- Texte fourni -
Plus de dix ans maintenant se sont écoulés depuis que Sandra, la cinquantaine, a coupé court à tout contact avec son ancien bourreau. Si le temps lui a permis de se reconstruire, la douleur et les souvenirs restent eux bien ancrés en elle.

Mariée pendant 17 ans, dont 13 années de violences physiques et verbales, elle se rappelle "le sentiment de ne plus être maître de [son] propre corps, l'impression que rien n'irait jamais mieux, l'idée qu'il valait peut-être mieux en finir pour enfin être soulagée".

Encouragée par ses proches, elle décide finalement en 2010 de dénoncer son ex-conjoint auprès des autorités. Un procès plus tard, l'homme est condamné à cinq ans d'emprisonnement et une interdiction de la contacter.

Sandra décide elle de quitter dans la foulée sa région natale, et de s'installer en Corse pour se ressourcer. Désormais "sauvée", Sandra aspire aujourd'hui à une "vraie" prise de conscience de la problématique des violences conjugales. Car, l'assure-t-elle, si le sujet est plus fréquemment abordé que par le passé, "on ne se rend pas compte d'à quel point c'est commun. Du nombre de couples, de familles, qui sont concernés."

771 plaintes enregistrées en Corse en 2022

En France, en 2022, plus de 200.000 victimes se sont signalées auprès de forces de police ou de gendarmerie pour des faits de violences intra-familiales (VIF). Et la Corse n'est pas épargnée.

En 2022, ce sont ainsi 771 plaintes pour VIF qui ont été enregistrées sur l'île : 315 affaires en Haute-Corse, et 456 en Corse-du-Sud. "771 affaires, à l'échelle d'un territoire et d'une population comme la Corse, ce n'est pas rien, souligne Jean-Jacques Fagni, procureur près de la cour d'appel de Bastia. On constate bien que contrairement à ce que certains auraient pu dire, ou ce que certains ont même pu penser très sincèrement, il n'y a pas de préservation particulière de la Corse face aux violences intra-familiales et conjugales."

Une politique pénale volontariste

Face à ce phénomène, en Haute-Corse comme en Corse-du-Sud, les deux procureurs de la République insiste : la lutte contre les violences intra-familiales sont l'un des principaux champs de bataille.

On revendique une politique pénale "réactive et volontariste", avec des poursuites systématiques - dès lors que les charges sont suffisantes -, et des délais avant audience raisonnables, à raison d'un mois environ.

- Énoncé du problème -
Reprenez le texte sur les violences conjugales en Corse et poursuivez sa rédaction à partir de sa dernière phrase. Le matériel ci-dessous n'est d'aucune utilité ici.

- Matériel fourni -
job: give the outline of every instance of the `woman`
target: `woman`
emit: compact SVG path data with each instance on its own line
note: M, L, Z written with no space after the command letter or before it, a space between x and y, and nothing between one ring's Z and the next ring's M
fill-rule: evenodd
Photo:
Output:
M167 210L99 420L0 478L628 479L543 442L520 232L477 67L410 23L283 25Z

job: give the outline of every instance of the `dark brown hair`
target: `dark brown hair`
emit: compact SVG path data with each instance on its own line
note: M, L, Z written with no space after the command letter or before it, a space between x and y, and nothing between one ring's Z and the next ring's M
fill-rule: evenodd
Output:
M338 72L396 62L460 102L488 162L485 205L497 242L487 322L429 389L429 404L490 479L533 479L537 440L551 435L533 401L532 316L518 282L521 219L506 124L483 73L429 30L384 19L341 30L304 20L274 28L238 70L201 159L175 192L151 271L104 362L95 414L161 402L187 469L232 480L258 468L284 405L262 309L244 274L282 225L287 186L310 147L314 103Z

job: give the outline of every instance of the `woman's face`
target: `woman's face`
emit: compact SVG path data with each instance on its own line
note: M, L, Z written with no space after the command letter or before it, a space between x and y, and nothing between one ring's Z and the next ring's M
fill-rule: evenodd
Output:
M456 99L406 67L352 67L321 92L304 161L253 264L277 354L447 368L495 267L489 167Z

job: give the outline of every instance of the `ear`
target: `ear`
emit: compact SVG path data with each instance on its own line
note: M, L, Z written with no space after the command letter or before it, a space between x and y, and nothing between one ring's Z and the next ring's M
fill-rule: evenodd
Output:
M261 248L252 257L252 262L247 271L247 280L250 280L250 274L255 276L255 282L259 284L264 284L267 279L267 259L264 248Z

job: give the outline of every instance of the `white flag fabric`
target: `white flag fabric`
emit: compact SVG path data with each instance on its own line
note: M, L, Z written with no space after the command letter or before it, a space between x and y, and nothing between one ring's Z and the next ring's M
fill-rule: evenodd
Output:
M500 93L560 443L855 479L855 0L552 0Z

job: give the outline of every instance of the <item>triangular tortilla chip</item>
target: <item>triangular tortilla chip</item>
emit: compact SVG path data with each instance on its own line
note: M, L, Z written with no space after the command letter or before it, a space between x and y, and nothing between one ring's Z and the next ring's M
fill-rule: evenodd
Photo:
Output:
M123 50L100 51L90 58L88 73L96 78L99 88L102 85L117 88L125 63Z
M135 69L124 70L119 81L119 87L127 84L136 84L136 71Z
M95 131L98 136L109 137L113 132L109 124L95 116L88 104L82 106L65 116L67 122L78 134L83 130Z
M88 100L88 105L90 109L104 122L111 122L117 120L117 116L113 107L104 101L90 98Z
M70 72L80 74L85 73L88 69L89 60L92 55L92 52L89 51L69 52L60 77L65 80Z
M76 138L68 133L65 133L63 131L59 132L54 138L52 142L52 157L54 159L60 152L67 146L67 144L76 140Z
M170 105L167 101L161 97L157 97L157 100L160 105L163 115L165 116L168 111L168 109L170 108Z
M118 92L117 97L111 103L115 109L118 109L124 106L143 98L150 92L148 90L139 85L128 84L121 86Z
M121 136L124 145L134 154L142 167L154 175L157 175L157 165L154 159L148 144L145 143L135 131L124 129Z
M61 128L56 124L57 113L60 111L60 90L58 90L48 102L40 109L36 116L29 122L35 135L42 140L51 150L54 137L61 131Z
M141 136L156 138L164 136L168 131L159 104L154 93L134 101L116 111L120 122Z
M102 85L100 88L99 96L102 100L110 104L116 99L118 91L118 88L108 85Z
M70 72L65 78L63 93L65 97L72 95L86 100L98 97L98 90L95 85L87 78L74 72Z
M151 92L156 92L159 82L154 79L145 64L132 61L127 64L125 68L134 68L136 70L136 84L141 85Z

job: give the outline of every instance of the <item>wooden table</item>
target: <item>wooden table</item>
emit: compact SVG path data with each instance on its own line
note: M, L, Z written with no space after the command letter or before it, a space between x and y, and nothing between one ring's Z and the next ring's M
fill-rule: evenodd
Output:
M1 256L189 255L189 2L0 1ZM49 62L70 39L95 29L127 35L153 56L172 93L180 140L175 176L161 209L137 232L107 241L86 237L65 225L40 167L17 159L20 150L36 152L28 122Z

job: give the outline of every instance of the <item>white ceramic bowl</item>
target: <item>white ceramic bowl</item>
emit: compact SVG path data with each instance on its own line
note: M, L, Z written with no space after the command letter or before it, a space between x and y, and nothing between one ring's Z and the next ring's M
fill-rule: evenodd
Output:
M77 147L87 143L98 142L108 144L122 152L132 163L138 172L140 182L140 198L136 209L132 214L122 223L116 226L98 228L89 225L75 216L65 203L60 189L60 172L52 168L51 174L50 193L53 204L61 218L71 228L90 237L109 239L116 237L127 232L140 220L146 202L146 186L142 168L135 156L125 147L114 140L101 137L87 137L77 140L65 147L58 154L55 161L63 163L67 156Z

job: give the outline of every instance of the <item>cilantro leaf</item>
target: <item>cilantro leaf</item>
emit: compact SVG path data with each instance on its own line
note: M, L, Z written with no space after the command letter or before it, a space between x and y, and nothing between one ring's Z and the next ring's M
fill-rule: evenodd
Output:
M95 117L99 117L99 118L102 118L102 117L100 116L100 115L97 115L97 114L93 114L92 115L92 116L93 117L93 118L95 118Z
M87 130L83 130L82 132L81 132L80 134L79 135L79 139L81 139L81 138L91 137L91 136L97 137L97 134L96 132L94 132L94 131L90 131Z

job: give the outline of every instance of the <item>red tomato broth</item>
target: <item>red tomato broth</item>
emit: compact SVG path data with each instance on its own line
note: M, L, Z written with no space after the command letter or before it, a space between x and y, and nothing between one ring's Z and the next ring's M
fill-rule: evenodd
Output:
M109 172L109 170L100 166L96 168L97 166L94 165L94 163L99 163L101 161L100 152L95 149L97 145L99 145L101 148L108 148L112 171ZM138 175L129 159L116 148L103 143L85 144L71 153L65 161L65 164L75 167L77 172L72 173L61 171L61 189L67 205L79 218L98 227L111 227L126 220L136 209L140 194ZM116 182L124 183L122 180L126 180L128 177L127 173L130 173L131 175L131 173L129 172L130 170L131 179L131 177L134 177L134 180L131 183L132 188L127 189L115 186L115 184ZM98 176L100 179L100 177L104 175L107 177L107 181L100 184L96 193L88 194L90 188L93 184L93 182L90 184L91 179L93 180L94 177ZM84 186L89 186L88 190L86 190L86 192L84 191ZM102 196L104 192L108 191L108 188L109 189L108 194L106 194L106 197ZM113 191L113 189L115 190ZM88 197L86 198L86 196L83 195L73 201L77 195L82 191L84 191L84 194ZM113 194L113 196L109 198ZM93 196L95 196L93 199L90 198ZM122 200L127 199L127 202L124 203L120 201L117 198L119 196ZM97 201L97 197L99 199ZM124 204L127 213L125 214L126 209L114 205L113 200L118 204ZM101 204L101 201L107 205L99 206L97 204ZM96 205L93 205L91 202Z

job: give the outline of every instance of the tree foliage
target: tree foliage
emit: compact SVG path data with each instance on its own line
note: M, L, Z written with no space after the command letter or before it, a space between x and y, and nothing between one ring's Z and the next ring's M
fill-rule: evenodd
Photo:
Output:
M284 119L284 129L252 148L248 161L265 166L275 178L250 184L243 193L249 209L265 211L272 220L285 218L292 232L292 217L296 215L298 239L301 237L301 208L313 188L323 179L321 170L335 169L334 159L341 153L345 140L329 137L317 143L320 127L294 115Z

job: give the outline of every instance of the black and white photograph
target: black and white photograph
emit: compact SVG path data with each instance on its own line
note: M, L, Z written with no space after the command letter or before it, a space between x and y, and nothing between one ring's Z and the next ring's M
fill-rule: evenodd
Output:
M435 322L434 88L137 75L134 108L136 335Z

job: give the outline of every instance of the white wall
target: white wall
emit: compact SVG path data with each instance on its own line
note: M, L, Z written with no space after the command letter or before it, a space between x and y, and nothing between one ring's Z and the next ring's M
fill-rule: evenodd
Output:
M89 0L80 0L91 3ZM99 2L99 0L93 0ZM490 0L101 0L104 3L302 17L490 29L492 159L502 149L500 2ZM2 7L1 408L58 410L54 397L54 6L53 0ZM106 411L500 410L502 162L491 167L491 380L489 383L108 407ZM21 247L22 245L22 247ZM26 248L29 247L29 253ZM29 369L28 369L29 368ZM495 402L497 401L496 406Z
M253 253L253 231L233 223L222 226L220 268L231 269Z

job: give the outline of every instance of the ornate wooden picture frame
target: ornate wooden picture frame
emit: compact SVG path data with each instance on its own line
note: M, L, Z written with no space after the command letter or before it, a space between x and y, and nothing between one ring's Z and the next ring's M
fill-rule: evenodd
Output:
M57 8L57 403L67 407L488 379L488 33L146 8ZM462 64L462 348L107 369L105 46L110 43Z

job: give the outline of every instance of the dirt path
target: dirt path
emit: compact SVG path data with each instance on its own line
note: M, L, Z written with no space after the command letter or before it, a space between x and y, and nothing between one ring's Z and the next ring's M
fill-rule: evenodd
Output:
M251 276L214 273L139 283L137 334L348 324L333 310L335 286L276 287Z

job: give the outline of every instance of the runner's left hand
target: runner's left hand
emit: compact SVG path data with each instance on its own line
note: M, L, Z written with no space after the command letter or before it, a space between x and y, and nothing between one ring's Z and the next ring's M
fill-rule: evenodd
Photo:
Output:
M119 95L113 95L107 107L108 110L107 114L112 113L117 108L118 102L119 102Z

==

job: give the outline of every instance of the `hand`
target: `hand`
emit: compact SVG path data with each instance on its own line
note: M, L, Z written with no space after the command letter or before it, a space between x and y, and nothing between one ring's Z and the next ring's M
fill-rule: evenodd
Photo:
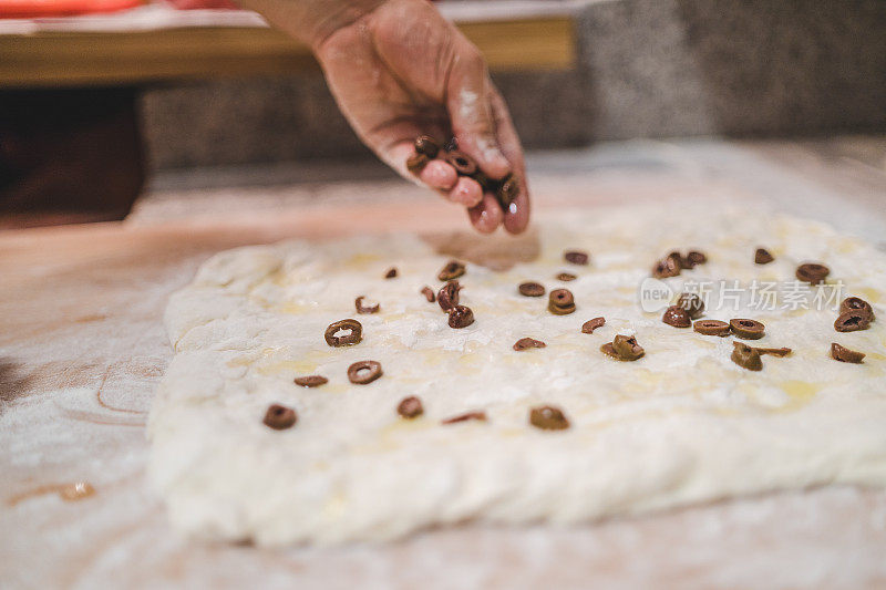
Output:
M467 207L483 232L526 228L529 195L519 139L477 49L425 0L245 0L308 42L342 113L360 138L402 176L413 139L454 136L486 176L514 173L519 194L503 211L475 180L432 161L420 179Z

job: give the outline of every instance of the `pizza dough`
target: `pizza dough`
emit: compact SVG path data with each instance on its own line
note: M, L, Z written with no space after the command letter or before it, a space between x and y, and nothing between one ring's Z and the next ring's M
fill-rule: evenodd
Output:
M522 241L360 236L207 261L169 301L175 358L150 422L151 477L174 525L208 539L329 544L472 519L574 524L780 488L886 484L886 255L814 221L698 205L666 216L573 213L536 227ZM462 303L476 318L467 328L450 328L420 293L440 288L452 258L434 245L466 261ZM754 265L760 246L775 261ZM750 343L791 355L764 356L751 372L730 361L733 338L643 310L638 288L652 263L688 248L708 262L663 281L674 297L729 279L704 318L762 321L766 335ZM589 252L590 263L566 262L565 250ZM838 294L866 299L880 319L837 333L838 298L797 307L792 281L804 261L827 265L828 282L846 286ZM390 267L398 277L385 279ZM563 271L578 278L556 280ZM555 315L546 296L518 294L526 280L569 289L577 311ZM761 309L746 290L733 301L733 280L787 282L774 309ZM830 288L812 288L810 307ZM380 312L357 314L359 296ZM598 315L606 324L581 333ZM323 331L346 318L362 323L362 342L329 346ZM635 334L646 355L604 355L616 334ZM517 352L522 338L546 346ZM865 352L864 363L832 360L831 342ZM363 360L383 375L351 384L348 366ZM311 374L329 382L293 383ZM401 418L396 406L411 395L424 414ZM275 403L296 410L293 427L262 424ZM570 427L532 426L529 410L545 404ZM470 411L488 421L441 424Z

---

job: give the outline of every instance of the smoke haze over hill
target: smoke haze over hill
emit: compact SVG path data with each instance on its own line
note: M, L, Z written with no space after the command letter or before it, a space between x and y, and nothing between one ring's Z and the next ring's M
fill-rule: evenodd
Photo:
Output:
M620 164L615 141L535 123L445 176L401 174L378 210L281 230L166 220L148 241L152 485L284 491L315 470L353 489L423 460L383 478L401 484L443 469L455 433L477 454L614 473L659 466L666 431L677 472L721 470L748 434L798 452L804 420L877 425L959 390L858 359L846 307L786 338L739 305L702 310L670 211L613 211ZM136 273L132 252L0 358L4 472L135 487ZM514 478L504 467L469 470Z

- Réponse -
Dès lors que nous disposons d'un signalement et qu'une enquête fait état de charges suffisantes, nous pouvons décider de poursuivre

Arnaud Viornery, procureur de la République de Bastia

Pas question, non plus, de laisser la plaignante livrée à elle-même. Dès le dépôt d'une plainte par une victime, "on fait en sorte de se saisir au plus rapidement du dossier, pour ne pas la perdre, au risque qu'elle se rétracte et n'ose plus parler", affirme Arnaud Viornery, procureur de la République de Bastia. La victime alléguée est mise en contact avec la Corsavem, l'association d'aide aux victimes d'infractions et de médiation pénale, précise-t-il.

Le parquet peut par ailleurs choisir de poursuivre sans besoin d'un dépôt de plainte par une victime. "Dès lors que nous disposons d'un signalement et qu'une enquête fait état de charges suffisantes, nous pouvons décider de poursuivre."

Si la situation l'exige, des dispositifs de protection - bracelet anti rapprochement ou téléphone grave danger - peuvent être attribués avant même la tenue du procès. Des ordonnances d'interdiction de rentrer en contact ou de se rendre sur le domicile et le lieu de travail du plaignant ou de la plaignante peuvent également être prononcées.

"Il arrive que des victimes se désistent, même pendant l'audience, reprend Arnaud Viornery. Cela pour des causes multiples, des pressions, des dépendances économiques ou affectives... Mais un désistement pendant une audience, pour nous, ça ne vaut rien. Tant que les charges sont suffisantes..."

La complexe démonstration des violences

Reste que malgré cette fermeté pénale des parquets judiciaires insulaires, les violences intra-familiales représentent toujours des dossiers délicats à traiter.

"Ce qu'il faut bien comprendre, c'est que ce sont des affaires où il faut savoir appliquer une forme de prudence, et où la démonstration des violences peut être compliquée, souffle Arnaud Viornery. Le grand sujet en matière de violences conjugales ou sexuelles, c'est de dire, "vous ne nous croyez pas". Mais le sujet ce n'est pas de croire ou non les victimes, c'est d'arriver à démontrer, à prouver ce qu'elles disent."

Le sujet ce n'est pas de croire ou non les victimes, c'est d'arriver à démontrer, à prouver ce qu'elles disent

Arnaud Viornery, procureur de la République de Bastia

"Si on classe une affaire, ça ne veut pas dire qu'on ne les croit pas, poursuit-il. Cela veut dire, simplement, qu'on n'a pas assez d'éléments à charge pour poursuivre. En matière de violences psychologiques, c'est souvent l'écueil auquel nous sommes confrontés. Dès lors que le principal suspect s'oppose aux propos de la plaignante, on se trouve vite face à la difficulté de prouver cela face au tribunal."

D'autant plus que la ligne entre altercation dans un couple et violences psychologiques est ténue et parfois compliquée, hors contexte, à tracer. "Mon métier, c'est aussi de peser les éléments à charge. J'assume totalement la fermeté de la politique pénale en terme de VIF. La limite, c'est d'arriver à prouver devant une juridiction pénale les infractions qui sont reprochées aux gens, c'est un principe de droit fondamental. Il n'y a pas de présumé coupable."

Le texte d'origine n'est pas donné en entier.